> **Brief 1**
Write out part of the passage on projectile trajectories below, beginning at the words "1 Dimensional Trajectories" and stopping after the words "the program Plot.".
> **Brief 2**
Write what comes next in the passage on projectile trajectories below, picking up after its final sentence.

> **Document excerpt**
==============================

1 Dimensional Trajectories
 
In these examples we are studying the motion of particles in a constant gravitational field.  The graphs show the height of a trajectory over the distance it traveled.  The data used for these diagrams was produced by program j5 which is written in Fortran 90. These diagrams were produced by the program Plot.   
 
Equations Visualized: 
  • y(t) = y(0) + vy(0)*t + .5*g*t2 
  • x(t) = x(0) + vx(0)*t 
"y" is vertical distance, "x" is horizontal distance, "t" is time, "g" is acceleration due to gravity, "vy(0)" = v*sin(angle) is initial vertical velocity, where "v" is initial speed, and "vx(0)"= v*cos(angle) is initial horizontal velocity
 

 
This diagram stops the time at a specific point showing how far and how high the trajectories have gone over that period of time.  Each color represents a trajectory shot into the air at a different angle.  "Y distance" is height and "x distance" is horizontal distance traveled.

==============================

> **Excerpted data**
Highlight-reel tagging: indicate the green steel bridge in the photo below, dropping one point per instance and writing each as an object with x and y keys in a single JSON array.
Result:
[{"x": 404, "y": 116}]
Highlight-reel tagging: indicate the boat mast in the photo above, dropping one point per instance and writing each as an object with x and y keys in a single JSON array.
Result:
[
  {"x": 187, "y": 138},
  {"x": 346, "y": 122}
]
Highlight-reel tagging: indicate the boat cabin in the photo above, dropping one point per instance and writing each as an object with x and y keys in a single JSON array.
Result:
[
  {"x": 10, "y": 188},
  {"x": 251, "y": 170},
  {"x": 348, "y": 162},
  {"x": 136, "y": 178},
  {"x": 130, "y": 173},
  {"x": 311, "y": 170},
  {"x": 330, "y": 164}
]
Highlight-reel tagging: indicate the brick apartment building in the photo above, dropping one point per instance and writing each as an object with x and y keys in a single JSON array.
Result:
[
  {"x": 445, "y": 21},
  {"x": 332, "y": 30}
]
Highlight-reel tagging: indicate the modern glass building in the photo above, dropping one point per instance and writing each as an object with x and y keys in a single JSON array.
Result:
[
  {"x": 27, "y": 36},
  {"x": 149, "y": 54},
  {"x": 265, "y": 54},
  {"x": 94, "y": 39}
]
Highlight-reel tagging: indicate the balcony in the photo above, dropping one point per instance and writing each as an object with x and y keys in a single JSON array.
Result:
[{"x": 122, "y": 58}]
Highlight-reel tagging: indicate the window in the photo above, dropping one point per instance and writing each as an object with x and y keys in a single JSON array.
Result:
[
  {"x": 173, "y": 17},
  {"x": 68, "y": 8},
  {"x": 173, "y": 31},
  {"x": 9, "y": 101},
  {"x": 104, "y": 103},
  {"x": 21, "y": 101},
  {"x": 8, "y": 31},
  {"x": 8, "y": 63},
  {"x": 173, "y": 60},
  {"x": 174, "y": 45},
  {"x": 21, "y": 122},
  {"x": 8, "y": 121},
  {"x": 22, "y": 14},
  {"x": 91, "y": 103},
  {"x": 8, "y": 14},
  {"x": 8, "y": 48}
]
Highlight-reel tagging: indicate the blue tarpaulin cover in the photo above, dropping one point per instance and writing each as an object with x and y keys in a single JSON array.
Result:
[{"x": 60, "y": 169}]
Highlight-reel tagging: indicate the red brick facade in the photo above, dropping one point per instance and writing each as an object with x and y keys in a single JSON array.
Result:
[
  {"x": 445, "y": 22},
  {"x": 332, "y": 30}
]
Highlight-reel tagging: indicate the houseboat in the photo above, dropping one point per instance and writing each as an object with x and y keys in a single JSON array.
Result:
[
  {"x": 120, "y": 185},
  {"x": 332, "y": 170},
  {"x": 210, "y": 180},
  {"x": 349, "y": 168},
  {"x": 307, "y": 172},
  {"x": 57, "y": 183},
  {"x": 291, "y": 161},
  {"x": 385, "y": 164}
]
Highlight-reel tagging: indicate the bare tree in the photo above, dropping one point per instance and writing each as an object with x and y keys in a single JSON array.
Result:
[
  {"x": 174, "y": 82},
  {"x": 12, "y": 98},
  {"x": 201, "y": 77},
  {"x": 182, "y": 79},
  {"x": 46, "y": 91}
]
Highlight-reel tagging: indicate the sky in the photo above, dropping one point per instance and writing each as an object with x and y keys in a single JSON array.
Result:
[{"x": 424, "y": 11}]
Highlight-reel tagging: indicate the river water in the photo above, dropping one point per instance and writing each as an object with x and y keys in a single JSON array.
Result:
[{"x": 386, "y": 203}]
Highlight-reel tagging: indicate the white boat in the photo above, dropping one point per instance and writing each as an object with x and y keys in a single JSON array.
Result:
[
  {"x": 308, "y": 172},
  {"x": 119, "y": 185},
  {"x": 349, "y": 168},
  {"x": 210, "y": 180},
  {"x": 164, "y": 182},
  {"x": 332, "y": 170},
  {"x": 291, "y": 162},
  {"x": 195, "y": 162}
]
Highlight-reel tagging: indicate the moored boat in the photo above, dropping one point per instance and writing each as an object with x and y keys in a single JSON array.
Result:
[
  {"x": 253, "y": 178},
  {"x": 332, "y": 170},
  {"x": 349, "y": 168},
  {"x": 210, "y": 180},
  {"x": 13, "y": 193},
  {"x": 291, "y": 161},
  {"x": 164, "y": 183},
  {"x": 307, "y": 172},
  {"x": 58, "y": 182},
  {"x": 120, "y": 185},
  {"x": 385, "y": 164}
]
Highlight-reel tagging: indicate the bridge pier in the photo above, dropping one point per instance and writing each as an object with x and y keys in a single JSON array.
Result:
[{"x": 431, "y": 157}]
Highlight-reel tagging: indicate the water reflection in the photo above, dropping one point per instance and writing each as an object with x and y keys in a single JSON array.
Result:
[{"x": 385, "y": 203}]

==============================

> **Final result 1**
1 Dimensional Trajectories
 
In these examples we are studying the motion of particles in a constant gravitational field.  The graphs show the height of a trajectory over the distance it traveled.  The data used for these diagrams was produced by program j5 which is written in Fortran 90. These diagrams were produced by the program Plot.

> **Final result 2**
 
 
 
This diagram allows time to continue until all the trajectories hit the ground (height 0), showing their complete paths.  We added graphics (cannonball-an example of a trajectory, and the UCLA logo) to this diagram using MacDraw. 
 
program j5  
      integer :: i  
      integer, parameter ::length=24  
      real :: g=-9.8, vyi=0, vxi=0, yi=0, xi=0, vi, theta  
      character*40 :: prompt = 'enter vi and theta'  
      real, dimension(length) :: y, t, x  
      print *, prompt  
      read (*,*) vi,theta  
      write (7,*) '# shooting cannon w/ velocity',vi,' angle',theta  
      theta=theta*6.2831853/360.  
      vxi=vi*cos(theta)  
      vyi=vi*sin(theta)  
      write (7,*) 'y_distance', ' x_distance ', 'time'  
      do i=1,length  
         t(i)=i-1  
         y(i)=yi+vyi*t(i)+.5*g*t(i)**2  
         x(i)=xi+vxi*t(i)  
         write (7,*) y(i), x(i), t(i)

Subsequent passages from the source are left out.